- EXERCISE -
For this exercise, write each entry below out precisely and omit the pictures.

- EXTRACTED INFORMATION -
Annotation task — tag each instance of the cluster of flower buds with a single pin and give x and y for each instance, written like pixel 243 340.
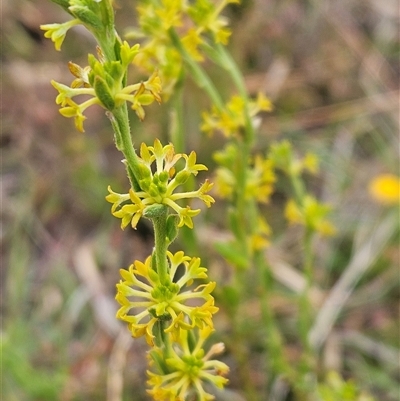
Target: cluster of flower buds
pixel 167 298
pixel 158 188
pixel 195 22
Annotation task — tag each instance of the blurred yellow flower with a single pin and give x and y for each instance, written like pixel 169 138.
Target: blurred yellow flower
pixel 145 299
pixel 186 369
pixel 385 188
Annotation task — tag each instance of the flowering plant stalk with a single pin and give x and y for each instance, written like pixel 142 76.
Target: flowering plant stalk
pixel 157 295
pixel 155 301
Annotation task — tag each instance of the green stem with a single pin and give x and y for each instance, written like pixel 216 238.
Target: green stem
pixel 177 133
pixel 161 245
pixel 198 74
pixel 222 57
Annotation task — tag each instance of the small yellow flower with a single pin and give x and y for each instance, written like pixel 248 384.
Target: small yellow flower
pixel 142 292
pixel 232 119
pixel 159 187
pixel 186 369
pixel 311 214
pixel 385 188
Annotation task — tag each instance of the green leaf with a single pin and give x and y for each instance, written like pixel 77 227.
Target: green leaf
pixel 172 227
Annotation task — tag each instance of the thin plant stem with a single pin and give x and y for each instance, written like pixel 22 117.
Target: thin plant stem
pixel 161 245
pixel 197 72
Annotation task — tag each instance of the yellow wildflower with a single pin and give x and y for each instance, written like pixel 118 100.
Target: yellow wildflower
pixel 142 292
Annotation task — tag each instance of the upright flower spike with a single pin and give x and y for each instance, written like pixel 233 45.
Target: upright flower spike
pixel 159 187
pixel 142 293
pixel 187 368
pixel 232 119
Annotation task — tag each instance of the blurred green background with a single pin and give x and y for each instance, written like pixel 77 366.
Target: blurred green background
pixel 332 71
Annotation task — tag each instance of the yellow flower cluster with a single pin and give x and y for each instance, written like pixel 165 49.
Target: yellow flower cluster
pixel 260 176
pixel 102 82
pixel 158 187
pixel 143 293
pixel 385 188
pixel 231 120
pixel 311 214
pixel 182 374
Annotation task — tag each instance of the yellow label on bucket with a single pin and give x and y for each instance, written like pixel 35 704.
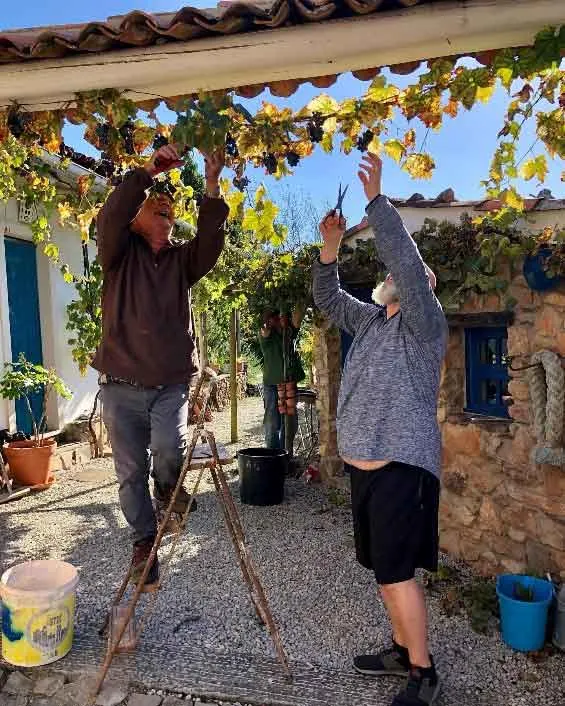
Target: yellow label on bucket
pixel 36 635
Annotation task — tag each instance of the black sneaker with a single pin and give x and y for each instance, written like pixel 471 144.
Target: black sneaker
pixel 393 661
pixel 422 688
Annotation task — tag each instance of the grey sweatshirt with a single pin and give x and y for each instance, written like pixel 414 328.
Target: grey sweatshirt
pixel 387 407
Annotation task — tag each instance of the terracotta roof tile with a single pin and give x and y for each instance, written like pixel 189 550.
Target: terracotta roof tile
pixel 143 29
pixel 545 201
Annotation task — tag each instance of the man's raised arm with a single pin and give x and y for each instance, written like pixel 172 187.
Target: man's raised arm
pixel 341 308
pixel 398 251
pixel 123 204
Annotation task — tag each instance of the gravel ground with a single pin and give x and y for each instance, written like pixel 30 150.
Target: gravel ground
pixel 325 604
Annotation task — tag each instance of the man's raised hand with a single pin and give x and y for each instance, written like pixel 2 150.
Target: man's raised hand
pixel 213 165
pixel 370 174
pixel 163 160
pixel 332 229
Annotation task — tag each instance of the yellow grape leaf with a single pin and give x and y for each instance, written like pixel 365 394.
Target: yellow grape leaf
pixel 327 143
pixel 323 104
pixel 65 212
pixel 484 93
pixel 535 167
pixel 260 193
pixel 452 108
pixel 51 251
pixel 394 149
pixel 330 125
pixel 83 184
pixel 347 145
pixel 282 169
pixel 235 200
pixel 250 220
pixel 419 166
pixel 505 75
pixel 409 139
pixel 375 146
pixel 380 91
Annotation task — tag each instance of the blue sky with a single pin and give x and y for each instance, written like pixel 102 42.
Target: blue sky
pixel 462 149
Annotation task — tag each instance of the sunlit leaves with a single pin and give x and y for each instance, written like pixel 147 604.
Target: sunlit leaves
pixel 395 149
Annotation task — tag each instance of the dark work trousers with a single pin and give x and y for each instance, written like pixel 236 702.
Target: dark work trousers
pixel 148 432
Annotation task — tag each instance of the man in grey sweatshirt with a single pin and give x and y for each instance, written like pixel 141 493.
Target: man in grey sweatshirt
pixel 388 434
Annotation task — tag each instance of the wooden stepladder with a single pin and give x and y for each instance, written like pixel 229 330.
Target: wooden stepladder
pixel 123 634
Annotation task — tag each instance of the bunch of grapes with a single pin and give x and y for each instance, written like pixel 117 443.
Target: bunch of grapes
pixel 293 159
pixel 159 141
pixel 105 167
pixel 231 147
pixel 240 183
pixel 82 160
pixel 316 127
pixel 17 122
pixel 364 140
pixel 103 133
pixel 126 133
pixel 270 163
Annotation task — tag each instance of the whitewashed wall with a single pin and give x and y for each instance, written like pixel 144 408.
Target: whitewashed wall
pixel 54 295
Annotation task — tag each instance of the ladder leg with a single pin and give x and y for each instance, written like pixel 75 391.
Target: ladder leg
pixel 256 590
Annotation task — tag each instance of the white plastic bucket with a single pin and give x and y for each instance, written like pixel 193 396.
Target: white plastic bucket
pixel 38 610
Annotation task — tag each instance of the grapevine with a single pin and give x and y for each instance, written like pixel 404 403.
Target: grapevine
pixel 279 139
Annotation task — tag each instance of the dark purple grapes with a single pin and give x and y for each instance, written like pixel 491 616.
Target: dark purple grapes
pixel 160 141
pixel 270 163
pixel 293 159
pixel 240 183
pixel 316 127
pixel 103 133
pixel 231 147
pixel 364 140
pixel 126 133
pixel 17 122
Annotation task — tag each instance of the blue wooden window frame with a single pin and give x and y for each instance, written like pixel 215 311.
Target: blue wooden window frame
pixel 486 367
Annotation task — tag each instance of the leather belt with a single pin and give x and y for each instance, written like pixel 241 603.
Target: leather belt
pixel 105 379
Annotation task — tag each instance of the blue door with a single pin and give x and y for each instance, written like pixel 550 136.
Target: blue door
pixel 25 329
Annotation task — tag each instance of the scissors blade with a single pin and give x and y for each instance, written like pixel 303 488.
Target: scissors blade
pixel 341 196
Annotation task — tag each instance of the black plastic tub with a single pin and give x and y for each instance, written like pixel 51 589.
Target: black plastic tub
pixel 261 476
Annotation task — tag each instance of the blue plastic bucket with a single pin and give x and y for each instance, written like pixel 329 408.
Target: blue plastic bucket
pixel 523 623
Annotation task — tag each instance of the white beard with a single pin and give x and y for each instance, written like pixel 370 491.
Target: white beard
pixel 385 293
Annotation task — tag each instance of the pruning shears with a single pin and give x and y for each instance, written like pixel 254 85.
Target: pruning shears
pixel 340 197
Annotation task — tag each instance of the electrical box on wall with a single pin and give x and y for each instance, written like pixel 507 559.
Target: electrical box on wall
pixel 26 214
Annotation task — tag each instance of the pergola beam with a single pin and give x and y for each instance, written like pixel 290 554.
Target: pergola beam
pixel 297 52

- YOUR RESPONSE -
Annotation task — tag each instance of the cluster of flower buds with a single pin and give x and y for each instance, written like pixel 243 340.
Target: cluster of flower buds
pixel 167 298
pixel 158 188
pixel 195 22
Annotation task — tag each instance of the blurred yellow flower with a single pin and give x and y for each instance, written like pixel 169 138.
Target: blurred yellow flower
pixel 145 299
pixel 186 369
pixel 385 188
Annotation task — tag each instance of the flowering plant stalk with a single pin and give x and y for each instance, written like pixel 142 76.
Target: flowering plant stalk
pixel 157 295
pixel 155 301
Annotation task — tag each instance of the green stem with a single pin and give x and y for each instance, written like pixel 216 238.
Target: green stem
pixel 177 133
pixel 161 245
pixel 198 74
pixel 222 57
Annotation task — tag each instance of the small yellow flower with a single pin and give x and y for each instance, written like pixel 248 384.
Target: small yellow flower
pixel 142 292
pixel 232 119
pixel 159 187
pixel 186 369
pixel 311 214
pixel 385 188
Annotation task — tag each instance of the green leaf with a single pin and give x and y for each instance, written like pixel 77 227.
Target: green leaf
pixel 172 227
Annotation task — tag each instance of the thin plant stem with a single pin and give x and y for each instance, written like pixel 22 117.
Target: thin plant stem
pixel 161 245
pixel 197 72
Annotation task — tag each instance of the yellow wildflower with a single pin and give x and y for each instance, written like pixel 118 100.
Target: yellow wildflower
pixel 142 292
Annotation task — tag each instance of the upright flower spike with a single pin and give x and y for each instance, written like pixel 233 45.
Target: upright flower spike
pixel 159 187
pixel 142 293
pixel 187 368
pixel 232 119
Annotation task — tag each instance of the blurred green background with a single pin and give x and y for each instance, written like pixel 77 366.
Target: blurred green background
pixel 332 71
Annotation task — tag each instance of the yellow flower cluster with a single pin and give x and y for each instance, written like pixel 165 49.
Target: yellow flower cluster
pixel 260 176
pixel 102 82
pixel 158 187
pixel 143 293
pixel 385 188
pixel 231 120
pixel 311 214
pixel 182 374
Annotation task — tag each instance of the yellow label on bucket with a single pin and give x and y for each instance, written like pixel 35 704.
Target: yellow label on bucket
pixel 36 635
Annotation task — tag each instance of the black sneaker with a single pin and give x and y for each instance, written like pixel 471 144.
Target: black sneaker
pixel 393 661
pixel 422 688
Annotation task — tag each instance of the grey sweatshirt with a single pin and give x and y for each instance, written like pixel 414 328.
Target: grey sweatshirt
pixel 387 407
Annotation task — tag each instance of the terracotta roof tile with a single pin and give x and y for each instance, written like pixel 189 550.
Target: terracotta roof tile
pixel 143 29
pixel 545 201
Annotation task — tag each instance of the man's raised arm with a single pin and give x and y for each instance, written like pixel 172 187.
Target: man's raised arm
pixel 341 308
pixel 398 251
pixel 123 204
Annotation task — tag each instance of the gravel ground with a single pin and give x and y for each instance, written like pixel 30 150.
Target: gravel ground
pixel 325 604
Annotation task — tag each instance of the man's raised hand with a single pin and give x and y for each instance, written like pixel 2 150.
Target: man's raised hand
pixel 213 165
pixel 370 174
pixel 163 160
pixel 332 229
Annotation task — tag each instance of the yellow grape leaf with a single pin and give x and y for each instance, written like pixel 365 394.
Target: yellow grape leaf
pixel 327 143
pixel 323 104
pixel 65 212
pixel 484 93
pixel 535 167
pixel 260 193
pixel 452 108
pixel 51 251
pixel 394 149
pixel 330 125
pixel 83 184
pixel 347 145
pixel 282 169
pixel 235 200
pixel 250 220
pixel 419 166
pixel 505 75
pixel 409 139
pixel 375 146
pixel 380 91
Annotation task — tag each instance of the blue sky with a single pin and give x and y for each instance, written like pixel 102 42.
Target: blue sky
pixel 462 149
Annotation task — tag each instance of the sunlit leaves with a single pin and give x and y for each instance, written like pixel 147 604.
Target: sunlit leaves
pixel 395 149
Annotation task — tag each instance of the dark work trousers with a single pin and give x and y for each instance, written like pixel 236 702.
Target: dark work trousers
pixel 148 432
Annotation task — tag each instance of the man in grey sweatshirt with a single pin and give x and y for each instance, written like pixel 141 493.
Target: man in grey sweatshirt
pixel 388 434
Annotation task — tag each instance of the wooden stepladder with a single pin and give x and y for each instance, written like pixel 229 330.
Target: wooden stepladder
pixel 123 634
Annotation task — tag each instance of the bunch of grapes with a single pin and give x and y for each instance, written like pixel 117 443.
Target: bunch of grapes
pixel 293 159
pixel 159 141
pixel 105 167
pixel 231 147
pixel 240 183
pixel 82 160
pixel 316 127
pixel 17 122
pixel 364 140
pixel 103 133
pixel 126 133
pixel 270 163
Annotation task — tag each instance of the whitewashed wall with a single pin and give x and y for each instance, written like pixel 144 408.
Target: whitewashed wall
pixel 54 295
Annotation task — tag each instance of the ladder leg with a single pin and give x and y for each instance, written like pixel 75 391.
Target: ladder leg
pixel 256 590
Annotation task — tag each instance of the white plastic bucket with a single pin and give x and y for each instance, written like pixel 193 396.
Target: white plastic bucket
pixel 38 610
Annotation task — tag each instance of the grapevine with a single pin and give x and y for each instance, written like pixel 404 403.
Target: grapevine
pixel 279 139
Annotation task — tag each instance of the dark purple grapes with a single pin and give x and y for each instance, written like pixel 491 616.
Target: dark purple grapes
pixel 160 141
pixel 270 163
pixel 293 159
pixel 240 183
pixel 316 127
pixel 103 133
pixel 231 147
pixel 364 140
pixel 126 133
pixel 17 122
Annotation task — tag each instance of the blue wooden window frame with a single pin and give x and y for each instance, written like pixel 215 311.
Target: blue wooden window frame
pixel 486 367
Annotation task — tag each instance of the leather belt with a single pin and give x and y for each instance, written like pixel 241 603.
Target: leather belt
pixel 105 379
Annotation task — tag each instance of the blue door with a single pin and give x and y for each instance, written like pixel 550 136.
Target: blue door
pixel 25 329
Annotation task — tag each instance of the scissors blade with a single pin and give x and y for each instance, written like pixel 303 488.
Target: scissors blade
pixel 341 196
Annotation task — tag each instance of the black plastic tub with a single pin and give x and y for each instance, written like pixel 51 589.
Target: black plastic tub
pixel 261 476
Annotation task — tag each instance of the blue plastic bucket with a single pin and give x and y for each instance, written like pixel 329 408.
Target: blue plastic bucket
pixel 523 623
Annotation task — tag each instance of the white beard with a single pin and give x and y for each instance, written like pixel 370 491.
Target: white beard
pixel 385 293
Annotation task — tag each instance of the pruning shears with a single pin and give x and y for each instance, written like pixel 254 85.
Target: pruning shears
pixel 340 197
Annotation task — tag each instance of the electrical box on wall with a single pin and give x and y for each instance, written like pixel 507 559.
Target: electrical box on wall
pixel 26 214
Annotation task — tag each instance of the pergola beam with a single pin and give x and y for each instance, written like pixel 290 554.
Target: pergola beam
pixel 297 52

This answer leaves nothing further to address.